START Records for processing

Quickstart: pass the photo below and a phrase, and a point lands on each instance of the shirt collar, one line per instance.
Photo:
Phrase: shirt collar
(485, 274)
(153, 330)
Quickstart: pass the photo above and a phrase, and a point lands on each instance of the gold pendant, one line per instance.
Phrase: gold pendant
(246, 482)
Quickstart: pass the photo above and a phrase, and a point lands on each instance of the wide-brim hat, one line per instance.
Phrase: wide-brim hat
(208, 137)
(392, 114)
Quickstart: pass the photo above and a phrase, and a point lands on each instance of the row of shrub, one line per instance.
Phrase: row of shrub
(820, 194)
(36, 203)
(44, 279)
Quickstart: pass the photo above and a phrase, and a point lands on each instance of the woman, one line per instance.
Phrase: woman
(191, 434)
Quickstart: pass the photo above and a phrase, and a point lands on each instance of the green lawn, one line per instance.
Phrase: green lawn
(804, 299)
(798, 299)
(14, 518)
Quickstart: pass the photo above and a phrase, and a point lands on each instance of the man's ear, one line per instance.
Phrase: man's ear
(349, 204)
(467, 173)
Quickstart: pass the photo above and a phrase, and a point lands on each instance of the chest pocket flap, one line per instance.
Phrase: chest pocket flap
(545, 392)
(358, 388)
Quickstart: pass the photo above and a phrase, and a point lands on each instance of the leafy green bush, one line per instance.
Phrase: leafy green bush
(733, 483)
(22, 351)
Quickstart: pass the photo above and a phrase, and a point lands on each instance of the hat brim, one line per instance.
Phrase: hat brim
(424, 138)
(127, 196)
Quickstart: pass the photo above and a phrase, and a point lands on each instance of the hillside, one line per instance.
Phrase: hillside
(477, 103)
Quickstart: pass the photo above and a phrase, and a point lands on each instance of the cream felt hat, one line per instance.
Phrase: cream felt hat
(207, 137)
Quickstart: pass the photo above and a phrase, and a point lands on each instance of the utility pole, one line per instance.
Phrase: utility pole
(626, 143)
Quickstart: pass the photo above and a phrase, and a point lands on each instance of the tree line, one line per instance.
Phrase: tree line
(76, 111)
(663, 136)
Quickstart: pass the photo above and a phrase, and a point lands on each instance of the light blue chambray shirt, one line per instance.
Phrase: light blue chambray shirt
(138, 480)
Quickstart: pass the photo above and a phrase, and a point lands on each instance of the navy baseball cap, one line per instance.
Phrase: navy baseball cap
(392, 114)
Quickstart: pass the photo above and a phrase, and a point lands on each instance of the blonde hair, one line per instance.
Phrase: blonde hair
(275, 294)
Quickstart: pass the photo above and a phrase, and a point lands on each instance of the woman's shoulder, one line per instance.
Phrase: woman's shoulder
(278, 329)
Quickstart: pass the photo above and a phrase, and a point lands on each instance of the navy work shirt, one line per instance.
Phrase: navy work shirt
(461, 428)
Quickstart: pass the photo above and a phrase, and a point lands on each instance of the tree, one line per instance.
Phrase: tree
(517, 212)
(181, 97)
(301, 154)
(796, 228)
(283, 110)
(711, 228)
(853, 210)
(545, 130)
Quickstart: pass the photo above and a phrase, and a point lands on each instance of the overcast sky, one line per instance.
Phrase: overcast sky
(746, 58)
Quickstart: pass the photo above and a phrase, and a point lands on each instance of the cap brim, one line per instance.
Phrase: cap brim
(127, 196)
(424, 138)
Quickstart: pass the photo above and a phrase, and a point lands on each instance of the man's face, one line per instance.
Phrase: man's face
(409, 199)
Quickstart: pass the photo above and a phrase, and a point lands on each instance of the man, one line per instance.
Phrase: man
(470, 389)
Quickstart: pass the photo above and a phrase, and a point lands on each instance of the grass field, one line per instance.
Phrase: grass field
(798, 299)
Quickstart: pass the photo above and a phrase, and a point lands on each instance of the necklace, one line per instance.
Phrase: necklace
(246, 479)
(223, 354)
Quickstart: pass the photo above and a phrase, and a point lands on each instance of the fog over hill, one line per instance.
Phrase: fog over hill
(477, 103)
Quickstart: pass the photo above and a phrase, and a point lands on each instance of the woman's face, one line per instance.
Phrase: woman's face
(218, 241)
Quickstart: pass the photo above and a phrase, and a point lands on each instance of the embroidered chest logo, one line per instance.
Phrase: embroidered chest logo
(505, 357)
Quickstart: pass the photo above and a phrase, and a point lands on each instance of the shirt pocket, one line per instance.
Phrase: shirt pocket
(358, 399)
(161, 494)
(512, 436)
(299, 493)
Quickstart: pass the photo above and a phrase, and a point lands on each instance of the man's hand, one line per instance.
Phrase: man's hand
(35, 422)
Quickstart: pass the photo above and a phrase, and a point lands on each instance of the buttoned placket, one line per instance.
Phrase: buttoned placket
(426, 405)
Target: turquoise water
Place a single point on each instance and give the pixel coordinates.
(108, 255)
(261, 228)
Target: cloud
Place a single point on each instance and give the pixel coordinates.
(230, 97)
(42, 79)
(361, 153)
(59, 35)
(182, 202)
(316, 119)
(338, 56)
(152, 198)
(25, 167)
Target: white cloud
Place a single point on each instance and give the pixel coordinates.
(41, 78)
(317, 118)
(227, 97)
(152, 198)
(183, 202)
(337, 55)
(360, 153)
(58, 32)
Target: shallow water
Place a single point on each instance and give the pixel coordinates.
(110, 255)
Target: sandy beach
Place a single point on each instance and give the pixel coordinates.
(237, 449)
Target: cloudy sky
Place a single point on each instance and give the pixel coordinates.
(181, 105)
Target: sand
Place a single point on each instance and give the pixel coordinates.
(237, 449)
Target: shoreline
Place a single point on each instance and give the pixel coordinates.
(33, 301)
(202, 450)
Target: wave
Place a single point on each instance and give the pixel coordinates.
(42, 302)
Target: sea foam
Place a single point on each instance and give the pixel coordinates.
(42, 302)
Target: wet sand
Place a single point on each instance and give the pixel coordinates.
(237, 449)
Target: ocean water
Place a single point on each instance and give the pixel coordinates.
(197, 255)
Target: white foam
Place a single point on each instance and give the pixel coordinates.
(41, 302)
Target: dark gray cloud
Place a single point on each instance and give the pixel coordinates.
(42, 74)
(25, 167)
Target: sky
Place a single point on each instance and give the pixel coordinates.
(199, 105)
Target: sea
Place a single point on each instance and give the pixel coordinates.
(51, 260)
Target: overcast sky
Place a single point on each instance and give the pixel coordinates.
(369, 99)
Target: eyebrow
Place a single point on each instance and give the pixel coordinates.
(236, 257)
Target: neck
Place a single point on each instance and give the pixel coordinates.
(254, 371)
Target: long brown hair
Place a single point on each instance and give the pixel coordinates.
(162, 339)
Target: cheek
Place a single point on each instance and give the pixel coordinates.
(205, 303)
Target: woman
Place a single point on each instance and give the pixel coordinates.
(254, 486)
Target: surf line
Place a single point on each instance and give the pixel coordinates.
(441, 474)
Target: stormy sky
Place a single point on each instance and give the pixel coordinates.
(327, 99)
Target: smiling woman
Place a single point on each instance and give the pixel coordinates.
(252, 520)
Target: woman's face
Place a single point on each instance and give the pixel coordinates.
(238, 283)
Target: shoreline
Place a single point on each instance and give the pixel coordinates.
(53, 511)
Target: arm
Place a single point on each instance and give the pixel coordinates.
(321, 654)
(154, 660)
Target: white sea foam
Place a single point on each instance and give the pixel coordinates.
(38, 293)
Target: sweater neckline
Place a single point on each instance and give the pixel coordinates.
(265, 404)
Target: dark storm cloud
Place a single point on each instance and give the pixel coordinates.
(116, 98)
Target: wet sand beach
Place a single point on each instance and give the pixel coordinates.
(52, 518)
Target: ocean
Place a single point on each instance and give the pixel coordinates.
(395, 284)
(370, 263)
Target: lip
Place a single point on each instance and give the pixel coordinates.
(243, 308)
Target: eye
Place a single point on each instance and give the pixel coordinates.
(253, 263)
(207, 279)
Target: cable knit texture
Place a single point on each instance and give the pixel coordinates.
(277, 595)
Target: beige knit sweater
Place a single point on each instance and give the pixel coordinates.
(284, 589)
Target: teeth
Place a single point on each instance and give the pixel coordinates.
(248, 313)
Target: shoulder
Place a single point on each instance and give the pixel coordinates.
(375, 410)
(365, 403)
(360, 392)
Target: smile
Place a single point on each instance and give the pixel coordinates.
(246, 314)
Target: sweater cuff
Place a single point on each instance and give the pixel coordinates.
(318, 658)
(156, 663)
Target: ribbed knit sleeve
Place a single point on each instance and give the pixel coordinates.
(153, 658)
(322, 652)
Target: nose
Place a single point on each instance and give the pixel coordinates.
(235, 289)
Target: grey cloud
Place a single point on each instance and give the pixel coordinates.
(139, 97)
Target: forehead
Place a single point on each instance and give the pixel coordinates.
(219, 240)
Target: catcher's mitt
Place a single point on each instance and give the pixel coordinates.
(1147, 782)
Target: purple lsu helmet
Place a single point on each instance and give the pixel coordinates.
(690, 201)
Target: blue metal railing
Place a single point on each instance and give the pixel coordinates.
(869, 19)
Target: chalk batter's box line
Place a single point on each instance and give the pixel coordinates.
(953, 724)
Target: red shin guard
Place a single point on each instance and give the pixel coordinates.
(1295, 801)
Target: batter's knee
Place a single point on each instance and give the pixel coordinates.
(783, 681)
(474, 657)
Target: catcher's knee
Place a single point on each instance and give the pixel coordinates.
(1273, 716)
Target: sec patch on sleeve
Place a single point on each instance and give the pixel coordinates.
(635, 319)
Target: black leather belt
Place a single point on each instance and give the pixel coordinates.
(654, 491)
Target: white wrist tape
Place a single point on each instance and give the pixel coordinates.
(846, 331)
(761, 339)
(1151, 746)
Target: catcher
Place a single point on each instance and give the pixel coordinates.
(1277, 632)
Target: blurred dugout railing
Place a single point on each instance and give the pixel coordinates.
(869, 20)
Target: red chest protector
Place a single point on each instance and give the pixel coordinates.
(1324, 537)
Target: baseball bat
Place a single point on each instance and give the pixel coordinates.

END Records for processing

**Brief**
All lines from the one containing "Target: blue metal railing" through the last line of the data, both included, are to be retyped exactly, and no other line belongs in the answer.

**Solution**
Target: blue metal railing
Place a single point on each instance and give the pixel coordinates.
(869, 19)
Target: chalk batter's box line
Place a single point on each instance and give the pixel coordinates.
(953, 724)
Target: red shin guard
Place a single point on each instance and give the pixel coordinates.
(1295, 801)
Target: batter's knee
Place a single point on each instance and give the pixel coordinates.
(783, 681)
(474, 657)
Target: catcher's knee
Place a single point on each instance and give the pixel coordinates.
(1273, 716)
Target: sec patch on sleeve
Place a single point on each instance and give the pixel coordinates.
(635, 319)
Target: black leather belt
Place a single point on each instance and give the pixel coordinates.
(654, 491)
Target: white wrist tape
Place a single point on each instance and give the pixel coordinates.
(846, 331)
(761, 339)
(1151, 746)
Target: catcher
Place a single point on each instance and give the pixel coordinates.
(1277, 632)
Target: blurred dugout railing
Place a single point on each instance and give the pixel coordinates.
(869, 20)
Target: red chest protector
Place a single point on each instance and give the pixel coordinates.
(1324, 537)
Target: baseball bat
Place a single point on each instance and give the pixel coordinates.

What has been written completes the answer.